MATERIAL DA TAREFA:
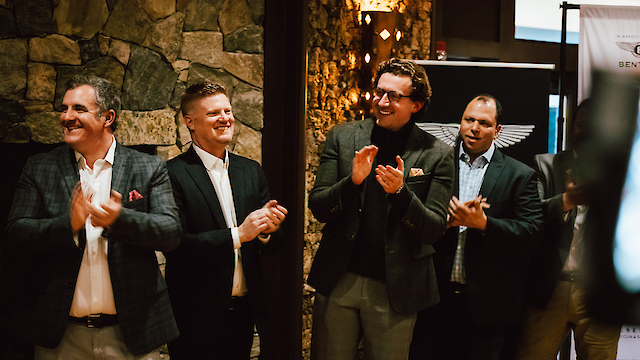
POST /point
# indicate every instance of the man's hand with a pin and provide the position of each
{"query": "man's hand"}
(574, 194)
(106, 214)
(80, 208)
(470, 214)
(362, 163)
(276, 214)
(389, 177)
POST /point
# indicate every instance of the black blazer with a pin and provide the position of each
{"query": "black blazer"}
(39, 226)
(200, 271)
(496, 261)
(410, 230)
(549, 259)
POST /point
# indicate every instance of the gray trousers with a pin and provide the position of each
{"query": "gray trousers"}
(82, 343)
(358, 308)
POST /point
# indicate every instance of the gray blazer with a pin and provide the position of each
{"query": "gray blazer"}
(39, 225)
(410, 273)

--

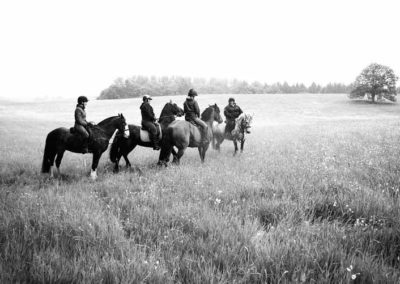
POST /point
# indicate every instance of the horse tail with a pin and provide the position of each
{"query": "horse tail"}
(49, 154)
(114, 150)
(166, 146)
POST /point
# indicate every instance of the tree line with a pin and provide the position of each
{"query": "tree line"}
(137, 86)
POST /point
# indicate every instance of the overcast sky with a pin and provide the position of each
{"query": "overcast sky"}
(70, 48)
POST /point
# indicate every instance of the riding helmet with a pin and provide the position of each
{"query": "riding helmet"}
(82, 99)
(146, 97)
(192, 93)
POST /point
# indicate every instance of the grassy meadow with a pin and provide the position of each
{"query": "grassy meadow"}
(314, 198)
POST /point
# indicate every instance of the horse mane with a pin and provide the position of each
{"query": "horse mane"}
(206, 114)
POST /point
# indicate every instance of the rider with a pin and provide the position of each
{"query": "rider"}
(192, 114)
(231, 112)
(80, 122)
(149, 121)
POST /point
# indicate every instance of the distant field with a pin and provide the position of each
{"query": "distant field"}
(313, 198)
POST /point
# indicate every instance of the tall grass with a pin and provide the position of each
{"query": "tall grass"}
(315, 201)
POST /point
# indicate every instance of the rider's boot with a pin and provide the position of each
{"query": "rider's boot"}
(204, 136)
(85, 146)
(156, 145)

FAÇA ISTO: Selecione nos registros todas as linhas em que aparece a palavra "field" e copie cada uma delas como está.

RESPOSTA COMPLETA:
# indicate every instance of the distant field with a pin and provide the position of each
{"query": "distant field"}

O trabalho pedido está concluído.